# Task
Reproduce word for word everything in the material below, from the line containing "Put one point on every instance of the outstretched" down to the last line of the material.

# Dataset rows
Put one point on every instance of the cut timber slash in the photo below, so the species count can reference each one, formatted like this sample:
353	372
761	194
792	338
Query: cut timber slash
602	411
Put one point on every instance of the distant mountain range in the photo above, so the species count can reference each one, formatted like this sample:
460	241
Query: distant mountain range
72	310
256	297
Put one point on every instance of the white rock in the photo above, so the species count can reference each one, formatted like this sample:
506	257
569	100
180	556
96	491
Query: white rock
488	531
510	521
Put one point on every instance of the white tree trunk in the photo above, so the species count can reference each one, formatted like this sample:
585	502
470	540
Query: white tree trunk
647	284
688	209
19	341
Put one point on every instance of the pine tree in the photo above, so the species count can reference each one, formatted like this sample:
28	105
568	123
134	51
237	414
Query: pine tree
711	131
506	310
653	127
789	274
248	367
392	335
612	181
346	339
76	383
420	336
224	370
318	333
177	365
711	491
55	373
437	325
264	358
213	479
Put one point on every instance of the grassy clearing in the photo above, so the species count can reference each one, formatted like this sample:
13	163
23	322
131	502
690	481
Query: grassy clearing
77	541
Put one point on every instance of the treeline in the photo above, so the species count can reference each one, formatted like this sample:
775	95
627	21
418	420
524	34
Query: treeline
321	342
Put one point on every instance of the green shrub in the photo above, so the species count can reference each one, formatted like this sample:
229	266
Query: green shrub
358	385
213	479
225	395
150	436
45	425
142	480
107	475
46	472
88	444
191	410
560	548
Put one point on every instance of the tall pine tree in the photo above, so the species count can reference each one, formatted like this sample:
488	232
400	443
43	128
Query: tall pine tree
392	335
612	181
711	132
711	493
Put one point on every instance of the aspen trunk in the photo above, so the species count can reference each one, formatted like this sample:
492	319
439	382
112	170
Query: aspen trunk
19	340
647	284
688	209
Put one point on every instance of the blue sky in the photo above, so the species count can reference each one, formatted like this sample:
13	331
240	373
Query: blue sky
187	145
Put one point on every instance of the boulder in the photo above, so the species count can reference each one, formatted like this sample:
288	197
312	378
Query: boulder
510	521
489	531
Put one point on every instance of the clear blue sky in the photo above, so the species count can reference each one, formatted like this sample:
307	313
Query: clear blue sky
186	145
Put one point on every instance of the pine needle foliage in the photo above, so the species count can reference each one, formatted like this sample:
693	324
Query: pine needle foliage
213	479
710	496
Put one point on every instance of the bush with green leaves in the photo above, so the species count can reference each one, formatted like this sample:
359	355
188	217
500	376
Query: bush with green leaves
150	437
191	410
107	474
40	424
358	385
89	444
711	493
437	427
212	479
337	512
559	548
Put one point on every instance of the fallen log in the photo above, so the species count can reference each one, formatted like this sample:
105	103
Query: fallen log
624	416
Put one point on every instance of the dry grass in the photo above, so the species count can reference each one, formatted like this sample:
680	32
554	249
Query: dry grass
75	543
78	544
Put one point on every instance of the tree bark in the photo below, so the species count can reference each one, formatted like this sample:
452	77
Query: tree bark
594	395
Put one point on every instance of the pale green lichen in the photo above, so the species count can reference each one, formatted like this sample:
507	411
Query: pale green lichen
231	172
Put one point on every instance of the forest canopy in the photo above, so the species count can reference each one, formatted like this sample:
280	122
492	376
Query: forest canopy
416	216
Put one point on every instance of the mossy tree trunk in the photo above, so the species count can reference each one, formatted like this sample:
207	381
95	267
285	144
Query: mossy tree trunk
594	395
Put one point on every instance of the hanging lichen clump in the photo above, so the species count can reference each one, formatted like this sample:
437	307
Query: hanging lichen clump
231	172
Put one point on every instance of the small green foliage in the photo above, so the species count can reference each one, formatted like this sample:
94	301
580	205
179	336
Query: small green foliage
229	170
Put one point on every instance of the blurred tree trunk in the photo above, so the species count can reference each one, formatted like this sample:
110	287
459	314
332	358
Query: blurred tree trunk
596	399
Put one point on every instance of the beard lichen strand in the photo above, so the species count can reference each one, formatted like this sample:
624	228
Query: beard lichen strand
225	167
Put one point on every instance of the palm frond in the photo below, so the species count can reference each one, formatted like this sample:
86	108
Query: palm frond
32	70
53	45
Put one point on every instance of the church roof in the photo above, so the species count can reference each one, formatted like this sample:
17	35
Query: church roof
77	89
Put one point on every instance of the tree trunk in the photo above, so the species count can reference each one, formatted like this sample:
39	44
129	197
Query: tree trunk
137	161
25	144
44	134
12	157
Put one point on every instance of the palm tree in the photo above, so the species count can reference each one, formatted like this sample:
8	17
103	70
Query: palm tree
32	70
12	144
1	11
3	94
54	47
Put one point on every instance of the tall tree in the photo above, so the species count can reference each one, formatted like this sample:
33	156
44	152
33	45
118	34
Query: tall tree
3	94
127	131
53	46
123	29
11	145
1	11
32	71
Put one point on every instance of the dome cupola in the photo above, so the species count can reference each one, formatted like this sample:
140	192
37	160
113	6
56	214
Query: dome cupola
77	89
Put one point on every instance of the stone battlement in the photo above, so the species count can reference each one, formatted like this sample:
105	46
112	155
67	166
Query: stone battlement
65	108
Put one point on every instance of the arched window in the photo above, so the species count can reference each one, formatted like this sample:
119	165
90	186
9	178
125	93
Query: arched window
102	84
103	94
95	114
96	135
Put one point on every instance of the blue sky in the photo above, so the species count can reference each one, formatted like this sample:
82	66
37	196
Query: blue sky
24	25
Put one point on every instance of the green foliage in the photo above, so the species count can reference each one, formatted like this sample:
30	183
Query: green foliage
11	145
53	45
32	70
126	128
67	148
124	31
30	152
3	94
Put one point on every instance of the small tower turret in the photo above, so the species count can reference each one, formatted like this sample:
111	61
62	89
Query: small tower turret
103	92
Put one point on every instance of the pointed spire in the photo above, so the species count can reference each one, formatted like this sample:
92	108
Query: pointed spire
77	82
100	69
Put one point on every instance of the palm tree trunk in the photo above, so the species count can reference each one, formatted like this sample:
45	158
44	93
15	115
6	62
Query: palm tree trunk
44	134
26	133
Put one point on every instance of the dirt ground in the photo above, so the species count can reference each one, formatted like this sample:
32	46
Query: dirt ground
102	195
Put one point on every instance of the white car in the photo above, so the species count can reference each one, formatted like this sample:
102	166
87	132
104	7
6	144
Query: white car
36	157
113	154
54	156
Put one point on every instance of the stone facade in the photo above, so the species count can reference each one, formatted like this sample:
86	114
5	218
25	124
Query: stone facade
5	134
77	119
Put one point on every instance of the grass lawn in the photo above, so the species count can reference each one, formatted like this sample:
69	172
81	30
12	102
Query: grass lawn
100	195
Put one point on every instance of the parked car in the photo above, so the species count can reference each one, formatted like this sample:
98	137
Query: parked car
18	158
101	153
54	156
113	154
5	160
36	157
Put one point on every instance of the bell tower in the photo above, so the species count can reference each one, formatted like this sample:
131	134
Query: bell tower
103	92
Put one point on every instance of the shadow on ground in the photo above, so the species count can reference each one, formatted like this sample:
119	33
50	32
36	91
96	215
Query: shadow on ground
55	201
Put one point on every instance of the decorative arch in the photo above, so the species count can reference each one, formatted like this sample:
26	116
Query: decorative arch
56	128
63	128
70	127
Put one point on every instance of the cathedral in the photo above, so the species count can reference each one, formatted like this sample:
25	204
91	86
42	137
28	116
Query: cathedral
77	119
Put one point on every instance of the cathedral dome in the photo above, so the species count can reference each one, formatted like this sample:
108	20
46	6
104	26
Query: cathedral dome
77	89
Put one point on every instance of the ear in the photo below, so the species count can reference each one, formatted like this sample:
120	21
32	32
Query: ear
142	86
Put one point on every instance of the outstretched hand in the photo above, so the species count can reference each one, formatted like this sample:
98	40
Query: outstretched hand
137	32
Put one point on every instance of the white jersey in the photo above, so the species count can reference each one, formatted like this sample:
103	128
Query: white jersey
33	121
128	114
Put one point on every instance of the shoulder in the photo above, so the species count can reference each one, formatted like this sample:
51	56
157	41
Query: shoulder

# Full solution
Put one point on every instance of the outstretched hand in the photo above, so the species count can reference each one, formatted like this sample:
98	40
Query: outstretched hand
137	32
Put one point on every instance of the white jersey in the photo above, so the species count can reference each one, formatted like this sample:
103	128
Query: white jersey
33	121
128	114
Put one point on every instance of the shoulder in the photo above, so the species count can reference each one, formatted like this sample:
51	56
157	41
Query: shoulder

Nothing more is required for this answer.